• _TO DO_
From the records below, copy out exactly the lines from the one containing "forearm --coords pixels" to the one containing "426), (1139, 387)]]", both included. Add nothing else.

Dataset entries

Start of Block

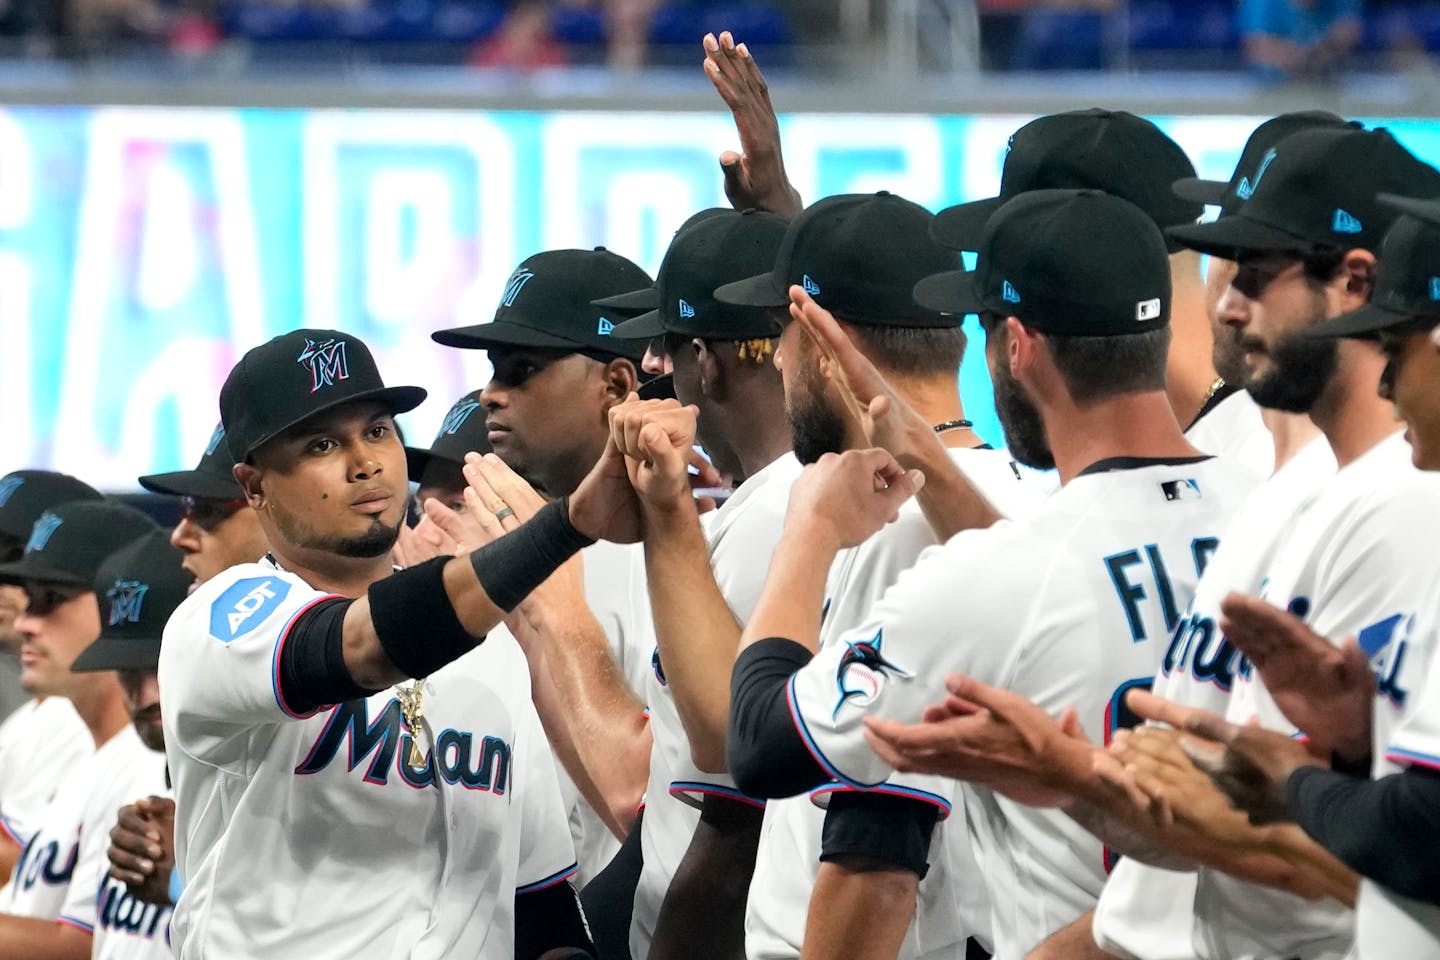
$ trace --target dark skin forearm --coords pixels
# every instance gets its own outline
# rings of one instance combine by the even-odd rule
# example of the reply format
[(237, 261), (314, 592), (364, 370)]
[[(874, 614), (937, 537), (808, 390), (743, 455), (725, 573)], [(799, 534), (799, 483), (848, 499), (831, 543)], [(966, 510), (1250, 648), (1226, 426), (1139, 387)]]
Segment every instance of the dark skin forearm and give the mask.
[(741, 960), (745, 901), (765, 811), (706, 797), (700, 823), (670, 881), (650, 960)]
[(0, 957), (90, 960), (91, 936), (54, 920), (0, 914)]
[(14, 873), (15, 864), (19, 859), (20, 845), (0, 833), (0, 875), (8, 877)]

End of Block
Start of Block

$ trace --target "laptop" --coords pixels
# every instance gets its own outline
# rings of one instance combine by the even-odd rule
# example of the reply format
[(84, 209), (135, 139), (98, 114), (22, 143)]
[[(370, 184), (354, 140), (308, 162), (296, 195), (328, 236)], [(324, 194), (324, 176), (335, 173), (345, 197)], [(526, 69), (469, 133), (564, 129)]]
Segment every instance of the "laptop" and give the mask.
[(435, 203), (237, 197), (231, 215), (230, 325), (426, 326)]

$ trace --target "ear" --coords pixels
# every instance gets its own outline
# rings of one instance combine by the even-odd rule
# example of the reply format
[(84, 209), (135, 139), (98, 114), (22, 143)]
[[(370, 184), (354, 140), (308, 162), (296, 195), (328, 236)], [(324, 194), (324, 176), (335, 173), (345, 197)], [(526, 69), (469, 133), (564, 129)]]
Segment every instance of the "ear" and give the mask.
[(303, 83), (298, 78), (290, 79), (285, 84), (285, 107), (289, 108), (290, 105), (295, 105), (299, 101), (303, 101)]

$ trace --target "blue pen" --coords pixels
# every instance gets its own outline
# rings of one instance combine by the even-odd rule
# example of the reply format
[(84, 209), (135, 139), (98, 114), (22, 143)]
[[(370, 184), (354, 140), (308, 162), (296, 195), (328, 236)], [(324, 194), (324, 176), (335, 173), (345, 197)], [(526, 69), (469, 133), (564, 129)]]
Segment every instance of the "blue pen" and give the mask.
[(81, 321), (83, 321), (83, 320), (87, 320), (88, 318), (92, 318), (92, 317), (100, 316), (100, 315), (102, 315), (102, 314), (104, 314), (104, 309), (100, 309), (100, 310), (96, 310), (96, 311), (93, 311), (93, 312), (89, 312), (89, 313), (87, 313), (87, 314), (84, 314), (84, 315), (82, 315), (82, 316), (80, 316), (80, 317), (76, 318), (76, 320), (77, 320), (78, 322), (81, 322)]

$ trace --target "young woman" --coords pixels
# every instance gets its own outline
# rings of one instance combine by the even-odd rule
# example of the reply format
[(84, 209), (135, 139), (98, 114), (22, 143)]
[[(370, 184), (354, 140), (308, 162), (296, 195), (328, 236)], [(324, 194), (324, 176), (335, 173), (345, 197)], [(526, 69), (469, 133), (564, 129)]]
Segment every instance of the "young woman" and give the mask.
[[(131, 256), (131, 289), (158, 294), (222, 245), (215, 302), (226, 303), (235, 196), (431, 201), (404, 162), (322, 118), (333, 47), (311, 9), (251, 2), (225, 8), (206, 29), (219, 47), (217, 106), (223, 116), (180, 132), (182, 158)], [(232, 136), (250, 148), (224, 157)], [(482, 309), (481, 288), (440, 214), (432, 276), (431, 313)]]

End of Block
Start of Block

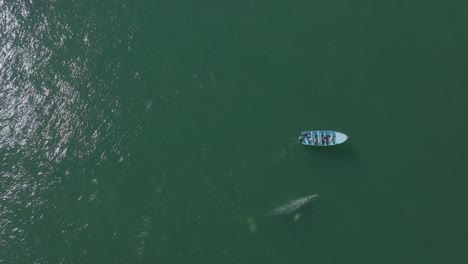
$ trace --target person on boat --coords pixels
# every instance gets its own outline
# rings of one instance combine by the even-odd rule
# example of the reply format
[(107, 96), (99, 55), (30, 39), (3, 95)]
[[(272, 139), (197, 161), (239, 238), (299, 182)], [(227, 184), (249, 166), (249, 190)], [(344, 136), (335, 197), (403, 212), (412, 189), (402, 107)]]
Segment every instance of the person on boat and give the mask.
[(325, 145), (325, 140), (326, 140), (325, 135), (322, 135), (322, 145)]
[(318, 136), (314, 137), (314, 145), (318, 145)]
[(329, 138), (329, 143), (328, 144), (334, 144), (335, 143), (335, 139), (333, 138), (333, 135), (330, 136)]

End of Block

• _RESULT_
$ trace --target dark skin forearm --coords pixels
# every instance gets its own outline
# rings of one instance combine by the even-odd rule
# example of the reply format
[(237, 261), (314, 592), (364, 370)]
[[(874, 614), (937, 537), (808, 390), (743, 455), (725, 573)], [(799, 534), (799, 483), (848, 499), (831, 543)], [(966, 510), (1250, 648), (1226, 426), (1139, 387)]]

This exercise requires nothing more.